----- Data records -----

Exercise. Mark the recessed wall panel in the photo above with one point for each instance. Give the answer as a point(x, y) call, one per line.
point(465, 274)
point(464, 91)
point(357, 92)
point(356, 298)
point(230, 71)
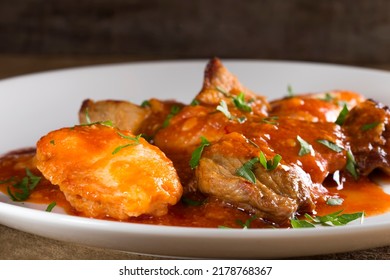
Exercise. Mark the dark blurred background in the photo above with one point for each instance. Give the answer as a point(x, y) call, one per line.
point(77, 32)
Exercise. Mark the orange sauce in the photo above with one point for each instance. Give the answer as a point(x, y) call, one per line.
point(363, 195)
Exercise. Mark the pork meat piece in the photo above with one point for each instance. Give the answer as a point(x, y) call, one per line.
point(315, 107)
point(276, 194)
point(146, 119)
point(368, 128)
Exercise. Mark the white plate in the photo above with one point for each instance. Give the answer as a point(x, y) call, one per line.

-----

» Task statement: Everything above should be given again exactly, apart from the pictures.

» Solution to the exercise:
Exercise. Mark the recessed wall panel in the photo above with one point for each instance. Give the answer as a point(x, y) call, one per line.
point(465, 274)
point(464, 91)
point(357, 92)
point(356, 298)
point(230, 71)
Exercise. Mark the dark blurred background in the photo above with one point for each instance. Give the answer as a point(x, y) call, one per line.
point(77, 32)
Exercise. Mark the orange sauce in the photo above with one point for each instance. Give the answer as a point(x, y) call, one per line.
point(363, 195)
Exercise. Mark the pork meat piece in the photo above with one point for each instance. Give the answer as a point(x, y) call, one per line.
point(315, 107)
point(276, 194)
point(146, 119)
point(368, 128)
Exercise. Mark the white plate in the photo above with one point for each instance. Give the answer as a point(x, y) call, one per line.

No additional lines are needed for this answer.